■ What is expected: Turn every line of the records below into a numbered list, skipping any blank lines. Omit the pictures from your list.
[Begin]
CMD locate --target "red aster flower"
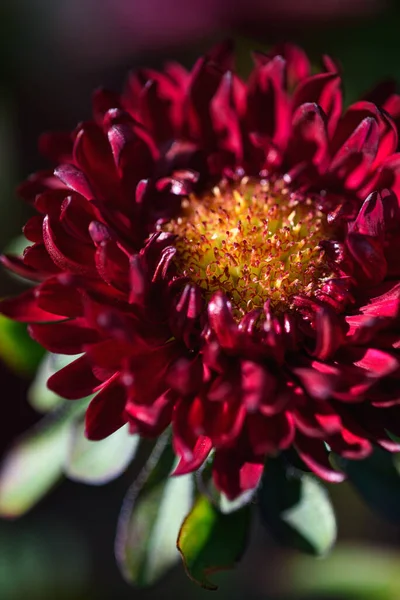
[1,45,400,498]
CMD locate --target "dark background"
[0,0,400,600]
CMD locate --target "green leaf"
[End]
■ The response:
1. CMD locate --target "red aster flower"
2. [1,45,400,498]
3. CMD locate --target "dark background"
4. [0,0,400,600]
5. CMD locate --target "green leaf"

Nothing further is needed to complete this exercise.